Texte source:

Les 29 et 30 mai dernier, les élèves des établissements français de l’Amérique du Nord ont planché sur les épreuves du Brevet (DNB). Quelle ne fût la surprise des enseignants et enseignantes d’histoire-géographie, mais aussi des autres disciplines, de découvrir le sujet d’EMC. « C’est sans honte ni fards que le sujet d’Enseignement Moral et Civique (EMC) s’est livré à une entreprise de propagande pour le SNU », écrit Laurence De Cock, historienne et professeure d’histoire-géographie, qui réagit dans cette tribune.
Car le sujet nous a réservé une autre surprise : la transformation d’un examen en vitrine de la politique gouvernementale. On ne va pas mentir, ce n’est pas la première fois qu’ils flirtent avec l’auto-promotion, mais disons que cette année, on touche à la perfection.

Liste des consignes:
**A.** Restituez à l'identique, s'il vous plaît, le passage du texte sur le sujet d'EMC du Brevet qui va depuis « Les 29 et 30 » jusqu'à « à la perfection. » inclus.
**B.** Pour chaque affirmation ci-dessous, dites si elle concorde avec le texte sur le sujet d'EMC du Brevet. Répondez par oui ou non, puis citez mot pour mot les termes du texte qui tranchent.
(i) Les élèves des établissements français de l'Amérique du Nord ont passé les épreuves du Brevet les 29 et 30 mai.
(ii) Laurence De Cock est professeure de mathématiques.
(iii) Le texte reproche au sujet d'avoir transformé un examen en vitrine de la politique gouvernementale.

Enregistrements extraits:
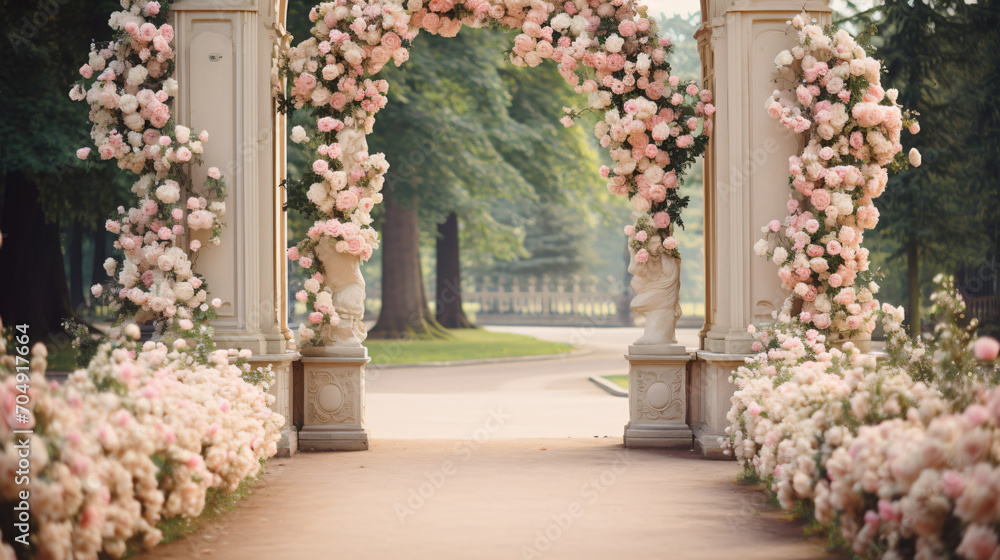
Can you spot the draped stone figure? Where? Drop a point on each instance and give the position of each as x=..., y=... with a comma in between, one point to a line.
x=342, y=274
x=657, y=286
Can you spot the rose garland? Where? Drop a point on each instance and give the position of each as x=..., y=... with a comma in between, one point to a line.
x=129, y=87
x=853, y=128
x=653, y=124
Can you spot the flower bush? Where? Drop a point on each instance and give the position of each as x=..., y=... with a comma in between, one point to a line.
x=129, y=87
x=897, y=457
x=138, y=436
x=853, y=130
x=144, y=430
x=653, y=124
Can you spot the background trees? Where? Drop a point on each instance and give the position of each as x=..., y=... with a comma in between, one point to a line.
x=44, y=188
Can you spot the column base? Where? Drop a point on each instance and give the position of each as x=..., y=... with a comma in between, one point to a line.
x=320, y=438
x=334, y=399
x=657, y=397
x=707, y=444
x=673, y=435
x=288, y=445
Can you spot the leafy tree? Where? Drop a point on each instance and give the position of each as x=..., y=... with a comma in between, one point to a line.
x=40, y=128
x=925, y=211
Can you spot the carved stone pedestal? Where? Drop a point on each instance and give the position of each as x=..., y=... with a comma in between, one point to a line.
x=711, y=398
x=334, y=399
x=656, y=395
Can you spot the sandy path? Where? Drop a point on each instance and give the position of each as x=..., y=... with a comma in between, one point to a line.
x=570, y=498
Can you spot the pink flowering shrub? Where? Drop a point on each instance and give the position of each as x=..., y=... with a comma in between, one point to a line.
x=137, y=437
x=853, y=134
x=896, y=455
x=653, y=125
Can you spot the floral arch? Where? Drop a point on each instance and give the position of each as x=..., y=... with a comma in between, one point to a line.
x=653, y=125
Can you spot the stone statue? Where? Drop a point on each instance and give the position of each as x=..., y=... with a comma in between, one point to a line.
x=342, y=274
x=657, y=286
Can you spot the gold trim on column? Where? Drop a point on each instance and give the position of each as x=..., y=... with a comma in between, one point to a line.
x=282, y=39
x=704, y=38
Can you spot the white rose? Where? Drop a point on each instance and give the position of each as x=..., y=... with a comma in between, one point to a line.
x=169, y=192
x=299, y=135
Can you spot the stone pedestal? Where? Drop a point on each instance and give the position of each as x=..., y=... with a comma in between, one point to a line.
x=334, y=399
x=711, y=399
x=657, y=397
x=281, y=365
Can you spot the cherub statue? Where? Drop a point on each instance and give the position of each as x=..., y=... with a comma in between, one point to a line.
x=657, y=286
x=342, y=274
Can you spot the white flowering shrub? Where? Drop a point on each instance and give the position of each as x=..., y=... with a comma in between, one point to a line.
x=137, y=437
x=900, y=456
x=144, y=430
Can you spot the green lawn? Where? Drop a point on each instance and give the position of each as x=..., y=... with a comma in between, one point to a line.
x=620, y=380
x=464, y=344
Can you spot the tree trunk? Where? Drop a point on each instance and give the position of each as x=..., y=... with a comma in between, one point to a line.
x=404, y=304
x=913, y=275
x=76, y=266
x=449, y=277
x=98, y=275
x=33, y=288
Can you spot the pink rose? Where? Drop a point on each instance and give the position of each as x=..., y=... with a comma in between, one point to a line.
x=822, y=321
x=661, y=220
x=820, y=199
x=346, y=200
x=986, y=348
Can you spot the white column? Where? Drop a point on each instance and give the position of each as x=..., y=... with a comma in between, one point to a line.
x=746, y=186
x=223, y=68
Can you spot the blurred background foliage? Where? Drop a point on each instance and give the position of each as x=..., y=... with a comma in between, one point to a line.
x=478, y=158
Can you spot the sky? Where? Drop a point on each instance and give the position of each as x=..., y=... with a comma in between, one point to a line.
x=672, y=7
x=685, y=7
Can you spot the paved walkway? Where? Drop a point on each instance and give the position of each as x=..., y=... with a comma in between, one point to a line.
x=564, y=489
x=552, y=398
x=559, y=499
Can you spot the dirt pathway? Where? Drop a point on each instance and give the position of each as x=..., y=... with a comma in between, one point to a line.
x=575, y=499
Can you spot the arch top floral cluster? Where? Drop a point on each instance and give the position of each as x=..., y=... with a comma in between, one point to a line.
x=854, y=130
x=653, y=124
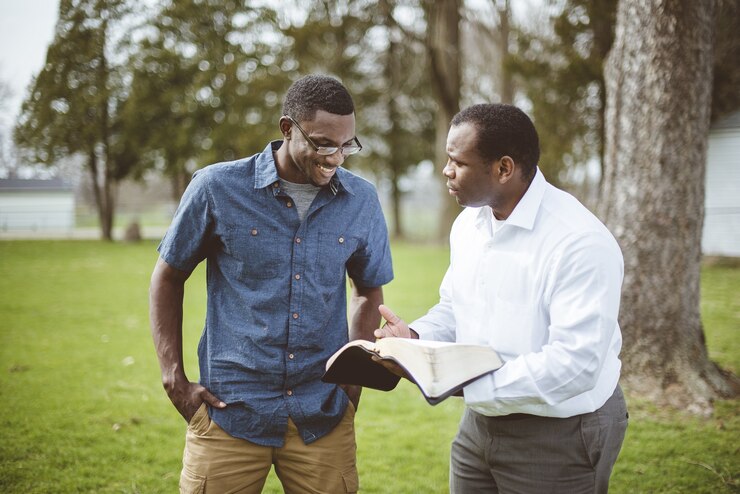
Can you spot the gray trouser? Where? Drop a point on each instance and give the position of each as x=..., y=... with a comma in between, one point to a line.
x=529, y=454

Corrigé de l'exercice:
**A.**
Les 29 et 30 mai dernier, les élèves des établissements français de l’Amérique du Nord ont planché sur les épreuves du Brevet (DNB). Quelle ne fût la surprise des enseignants et enseignantes d’histoire-géographie, mais aussi des autres disciplines, de découvrir le sujet d’EMC. « C’est sans honte ni fards que le sujet d’Enseignement Moral et Civique (EMC) s’est livré à une entreprise de propagande pour le SNU », écrit Laurence De Cock, historienne et professeure d’histoire-géographie, qui réagit dans cette tribune.
Car le sujet nous a réservé une autre surprise : la transformation d’un examen en vitrine de la politique gouvernementale. On ne va pas mentir, ce n’est pas la première fois qu’ils flirtent avec l’auto-promotion, mais disons que cette année, on touche à la perfection.

**B.**
(i) Oui : « Les 29 et 30 mai dernier, les élèves des établissements français de l’Amérique du Nord ont planché sur les épreuves du Brevet (DNB) ».
(ii) Non : « historienne et professeure d’histoire-géographie ».
(iii) Oui : « la transformation d’un examen en vitrine de la politique gouvernementale ».